- SHORT PROBLEM:
Duplicate all of these records line for line, with no changes.

Point annotation records
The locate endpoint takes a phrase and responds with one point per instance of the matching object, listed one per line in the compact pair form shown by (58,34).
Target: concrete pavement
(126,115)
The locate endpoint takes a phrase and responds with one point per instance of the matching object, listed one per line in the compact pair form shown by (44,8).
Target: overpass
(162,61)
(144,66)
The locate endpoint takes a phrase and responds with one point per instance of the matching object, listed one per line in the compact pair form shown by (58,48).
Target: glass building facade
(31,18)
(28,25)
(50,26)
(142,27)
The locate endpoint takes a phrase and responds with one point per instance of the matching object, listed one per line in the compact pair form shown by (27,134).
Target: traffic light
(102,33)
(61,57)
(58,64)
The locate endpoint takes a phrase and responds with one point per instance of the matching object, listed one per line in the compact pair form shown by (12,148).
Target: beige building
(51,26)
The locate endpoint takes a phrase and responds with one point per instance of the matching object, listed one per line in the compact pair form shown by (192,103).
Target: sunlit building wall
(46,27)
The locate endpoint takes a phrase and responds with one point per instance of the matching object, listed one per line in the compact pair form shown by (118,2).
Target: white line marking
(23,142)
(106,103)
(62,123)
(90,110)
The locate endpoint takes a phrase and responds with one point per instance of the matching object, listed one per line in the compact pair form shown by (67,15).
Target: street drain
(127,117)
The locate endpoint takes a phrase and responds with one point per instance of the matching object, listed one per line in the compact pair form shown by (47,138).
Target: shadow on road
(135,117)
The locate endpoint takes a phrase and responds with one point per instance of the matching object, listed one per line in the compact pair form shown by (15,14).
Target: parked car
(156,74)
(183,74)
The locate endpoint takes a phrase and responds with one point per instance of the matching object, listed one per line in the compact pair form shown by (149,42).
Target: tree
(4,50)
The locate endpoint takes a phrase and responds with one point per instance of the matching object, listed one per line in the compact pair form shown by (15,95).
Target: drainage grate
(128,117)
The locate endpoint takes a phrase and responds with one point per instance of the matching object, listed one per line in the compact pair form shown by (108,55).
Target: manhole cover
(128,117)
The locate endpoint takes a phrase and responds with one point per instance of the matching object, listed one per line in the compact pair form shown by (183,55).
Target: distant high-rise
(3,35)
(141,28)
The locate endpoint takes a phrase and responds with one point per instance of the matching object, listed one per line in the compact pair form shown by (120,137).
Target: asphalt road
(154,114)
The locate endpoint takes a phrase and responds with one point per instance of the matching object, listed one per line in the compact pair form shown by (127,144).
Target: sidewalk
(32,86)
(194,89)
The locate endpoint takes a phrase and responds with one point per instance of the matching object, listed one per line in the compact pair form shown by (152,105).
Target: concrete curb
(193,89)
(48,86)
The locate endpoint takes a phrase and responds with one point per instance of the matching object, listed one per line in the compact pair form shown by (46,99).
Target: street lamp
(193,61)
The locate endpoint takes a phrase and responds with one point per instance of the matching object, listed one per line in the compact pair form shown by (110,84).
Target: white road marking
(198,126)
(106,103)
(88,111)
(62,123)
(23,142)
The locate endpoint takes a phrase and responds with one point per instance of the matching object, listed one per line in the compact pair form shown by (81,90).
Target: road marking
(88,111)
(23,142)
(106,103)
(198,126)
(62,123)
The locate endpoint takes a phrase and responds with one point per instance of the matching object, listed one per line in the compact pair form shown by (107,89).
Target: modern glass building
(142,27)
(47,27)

- SOLUTION TO THIS PROBLEM:
The locate endpoint takes a phrase and responds with one point per instance of the matching object, listed one per line in the compact pair form shown by (58,34).
Target: concrete pavement
(126,115)
The locate endpoint takes a phrase and responds with one point per instance of the matching object, listed one per line in the compact pair form shown by (44,8).
Target: overpass
(162,61)
(144,66)
The locate endpoint takes a phrase and responds with one point per instance of the matching object, listed one per line in the compact pair form shown by (58,48).
Target: glass building facade
(31,18)
(28,25)
(50,26)
(142,27)
The locate endpoint takes a phrase and responds with one point per instance of the matching object, listed one per line in the compact pair form shown by (27,134).
Target: traffic light
(102,33)
(61,57)
(58,64)
The locate endpoint takes a phrase and responds with one point per instance of the matching object, listed one per line in the compact pair form shown by (12,148).
Target: beige building
(51,26)
The locate endpoint takes a phrase and responds with one point per instance of the matching object, listed one per line in the compact pair form shown by (192,103).
Target: sunlit building wall
(46,27)
The locate endpoint takes a phrase and responds with one point per instance of the matching object, listed one per line in the compact pair form shown by (118,2).
Target: white line marking
(23,142)
(106,103)
(62,123)
(90,110)
The locate endpoint takes a phrase and responds with one point per instance of the matching object, listed one per line in the compact pair form shown by (67,15).
Target: street drain
(127,117)
The locate endpoint takes a phrase and responds with one point per instance of the matching object, listed one per line in the compact pair form shown by (47,138).
Target: shadow on road
(135,117)
The locate endpoint takes a phrase and responds with one point per instance of the matching object, listed one per line in the compact pair form shown by (15,14).
Target: parked car
(156,74)
(183,74)
The locate endpoint takes a phrase and responds with one point per instance of the matching object, listed one per line in the compact pair form shown by (149,42).
Target: tree
(4,50)
The locate endpoint takes a phrase and responds with one point per instance of the matching object, listed one per line in the compact pair form shown by (15,95).
Target: drainage grate
(128,117)
The locate endpoint takes a phrase and responds with one point per instance of the matching object, listed one per line in the compact pair form shown by (108,55).
Target: manhole cover
(128,117)
The locate endpoint takes a phrase and responds with one point per instance of the matching object, listed one per line in the compact pair form shown by (183,55).
Target: distant high-rise
(3,35)
(141,28)
The locate endpoint takes a phrase and responds with one point per instance of the matching object, listed one per line in the compact pair form shown by (120,137).
Target: asphalt road
(154,114)
The locate endpoint takes a phrase and responds with one point per instance of the matching object, listed one per line in the compact pair form shown by (127,144).
Target: sidewalk
(32,86)
(194,89)
The locate endpoint takes a phrase and responds with one point per instance of the matching object, listed one per line in the compact pair form shown by (152,105).
Target: concrete curb
(193,89)
(48,86)
The locate endpoint takes a phrase and responds with one point per instance of the matching object, listed one per line in the compact pair form shown by (46,99).
Target: street lamp
(193,61)
The locate endpoint takes a phrase and responds with one point per instance of the matching object, listed one per line in the compact pair form shown by (110,84).
Target: white road marking
(198,126)
(106,103)
(88,111)
(62,123)
(23,142)
The locate endpoint takes a phrase and responds with one point per instance of the matching object, listed one per line in the compact pair form shown by (81,90).
Target: road marking
(88,111)
(23,142)
(106,103)
(198,126)
(62,123)
The locate endpoint takes a phrase and responds with one point per instance of the matching object, listed one per line in the compact pair form shown by (107,89).
Target: modern glass building
(142,27)
(47,27)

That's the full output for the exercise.